Tulisan ini merupakan rangkaian opini tentang Aditnya Prasetya atau Adit, alumni Universitas Lampung yang berpulang ke haribaan Sang Pencipta, saat sedang bertugas sebagai Pengajar Muda pada program Indonesia Mengajar, di SD Kristen Wunlah, Kabupaten Maluku Tenggara Barat, Selasa (5/11/2013).

Sumber tulisan ini adalah komentar kerabat dan beberapa sejawat yang pernah berinteraksi sangat intens dengannya. Harapannya, ini menjadi semacam obituarium dan memoar sederhana tentang Adit. Lebih-lebih, semoga dapat memberi hikmah dan motivasi bagi pembaca.

(Catatan identifikasi posisi)
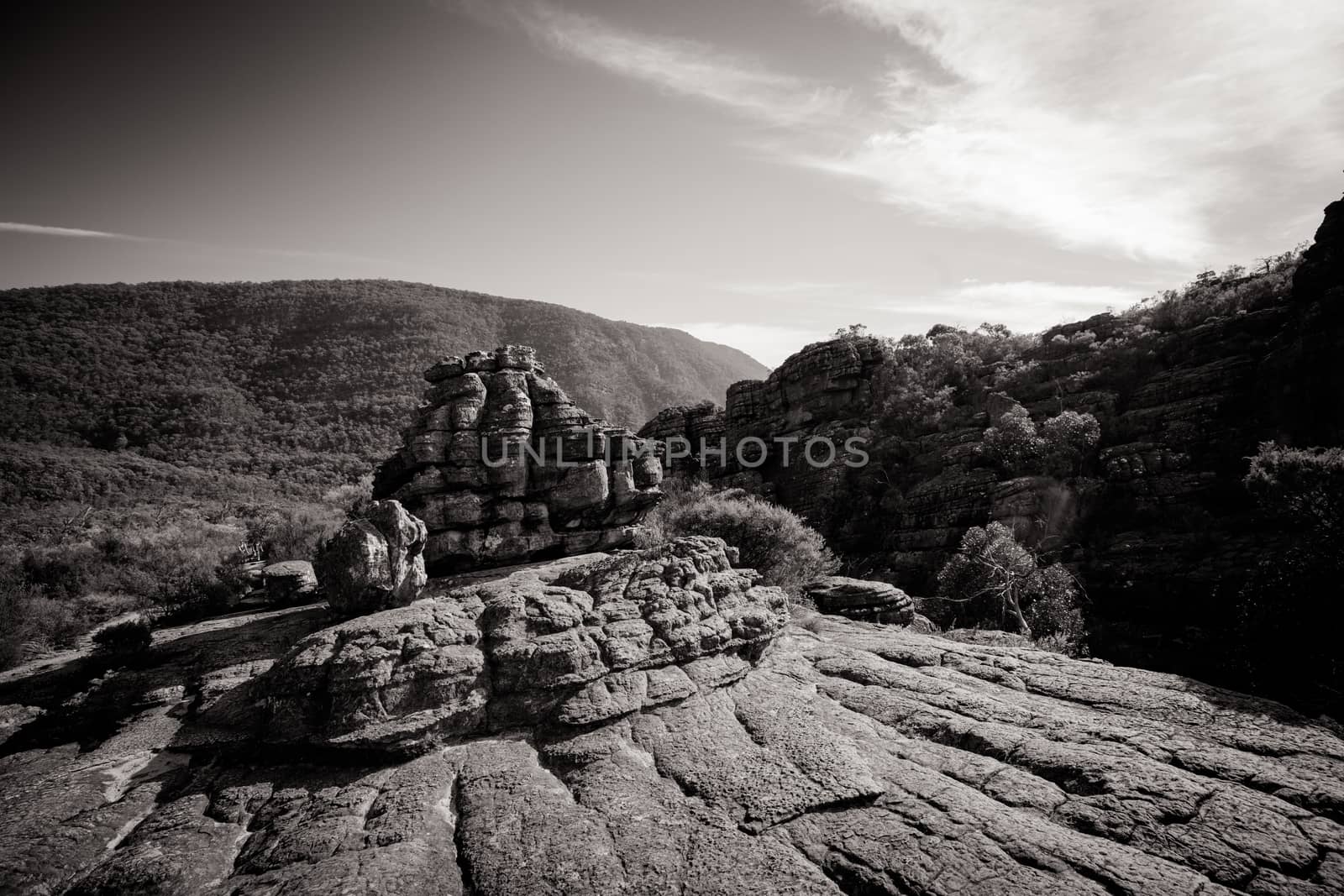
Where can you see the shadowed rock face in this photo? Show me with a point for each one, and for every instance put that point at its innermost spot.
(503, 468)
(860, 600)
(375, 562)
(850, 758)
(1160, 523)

▸ Kumpulan Latihan
**A)** Menurut artikel, di sekolah mana Adit bertugas sebagai Pengajar Muda ketika ia berpulang?
**B)** Salin kembali seluruh catatan identifikasi posisi di atas baris demi baris tanpa mengubah apa pun, dan jangan sertakan gambarnya dalam jawaban.

▸ Jawaban Lengkap
**A)** Di SD Kristen Wunlah, Kabupaten Maluku Tenggara Barat.

**B)**
Where can you see the shadowed rock face in this photo? Show me with a point for each one, and for every instance put that point at its innermost spot.
(503, 468)
(860, 600)
(375, 562)
(850, 758)
(1160, 523)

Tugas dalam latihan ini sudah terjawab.